PASSAGE PROVIDED:
# # # #
I know that people on Levermir (a flexible 2x daily basal) are adamant that its best for them. I moved from Levermir to Tresiba (a significantly less flexible 1x daily basal), partly to reduce my jabs by one, but also my BG was simply out of control and I felt I was chasing 2 moving targets - basal variation and bolus ratios for food.
Since changing, my basal quantity is a fair bit less; total of 10 units daily from total 22 (2x daily). Now, after small adjustments to arrive at that 10 units from watching night time behaviour, I basically just stick with that - but I'm considering a half unit reduction as the warmer weather takes hold. I'm aware my basal dose is a compromise to suit night time and probably imperfect by daytime. But it is very forgiving. Tresiba lasts typically well over 24 hrs, perhaps up to 40 hrs, so time of taking basal each da can vary quite a lot, although each daily dose is effectively stacking on yesterday's dose. But changes take 3 days to have an effect, thus need preferably 5-7 days between successive changes.
# # # #
PROBLEM DESCRIPTION: Switch "jabs" to "injections" in the passage on changing basal insulins, and write out everything from "I know that" down to "ratios for food.".
# # # #
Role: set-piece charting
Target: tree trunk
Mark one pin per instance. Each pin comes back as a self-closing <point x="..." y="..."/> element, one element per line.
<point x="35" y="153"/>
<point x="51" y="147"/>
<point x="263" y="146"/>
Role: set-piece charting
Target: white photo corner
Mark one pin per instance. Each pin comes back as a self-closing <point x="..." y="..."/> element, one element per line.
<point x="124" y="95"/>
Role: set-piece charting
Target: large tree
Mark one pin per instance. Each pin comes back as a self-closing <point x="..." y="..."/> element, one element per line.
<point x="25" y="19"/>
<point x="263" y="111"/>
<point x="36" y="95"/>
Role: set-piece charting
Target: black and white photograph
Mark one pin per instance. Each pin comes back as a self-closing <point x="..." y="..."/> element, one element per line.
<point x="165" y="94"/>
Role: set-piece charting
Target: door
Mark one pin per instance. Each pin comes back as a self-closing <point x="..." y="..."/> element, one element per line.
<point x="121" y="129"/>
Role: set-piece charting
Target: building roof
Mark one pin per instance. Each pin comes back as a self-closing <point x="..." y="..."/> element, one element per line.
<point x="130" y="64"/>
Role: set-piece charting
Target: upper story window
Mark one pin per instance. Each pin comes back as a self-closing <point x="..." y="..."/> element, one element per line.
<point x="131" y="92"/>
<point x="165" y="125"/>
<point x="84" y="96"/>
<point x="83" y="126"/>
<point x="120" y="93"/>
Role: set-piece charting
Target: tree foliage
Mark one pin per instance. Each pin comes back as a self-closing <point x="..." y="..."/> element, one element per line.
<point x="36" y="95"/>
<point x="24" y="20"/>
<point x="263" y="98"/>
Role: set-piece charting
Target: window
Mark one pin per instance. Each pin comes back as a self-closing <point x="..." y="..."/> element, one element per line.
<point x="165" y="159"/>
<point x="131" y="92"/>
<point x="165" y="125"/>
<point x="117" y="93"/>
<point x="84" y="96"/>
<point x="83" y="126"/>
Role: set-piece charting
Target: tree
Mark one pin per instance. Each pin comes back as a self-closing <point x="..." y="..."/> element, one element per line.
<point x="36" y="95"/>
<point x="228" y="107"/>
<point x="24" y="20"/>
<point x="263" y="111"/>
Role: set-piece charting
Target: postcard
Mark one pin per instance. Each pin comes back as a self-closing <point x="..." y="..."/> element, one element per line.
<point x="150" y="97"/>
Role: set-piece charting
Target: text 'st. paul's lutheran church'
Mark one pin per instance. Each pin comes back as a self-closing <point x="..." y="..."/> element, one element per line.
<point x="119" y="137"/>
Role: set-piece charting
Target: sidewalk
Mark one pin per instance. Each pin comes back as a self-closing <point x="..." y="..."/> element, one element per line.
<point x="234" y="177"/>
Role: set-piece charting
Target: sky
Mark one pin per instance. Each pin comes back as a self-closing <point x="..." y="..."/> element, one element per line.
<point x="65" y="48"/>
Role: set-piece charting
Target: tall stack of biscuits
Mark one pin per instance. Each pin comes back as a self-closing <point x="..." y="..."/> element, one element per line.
# # # #
RESULT OF THIS TASK:
I know that people on Levermir (a flexible 2x daily basal) are adamant that its best for them. I moved from Levermir to Tresiba (a significantly less flexible 1x daily basal), partly to reduce my injections by one, but also my BG was simply out of control and I felt I was chasing 2 moving targets - basal variation and bolus ratios for food.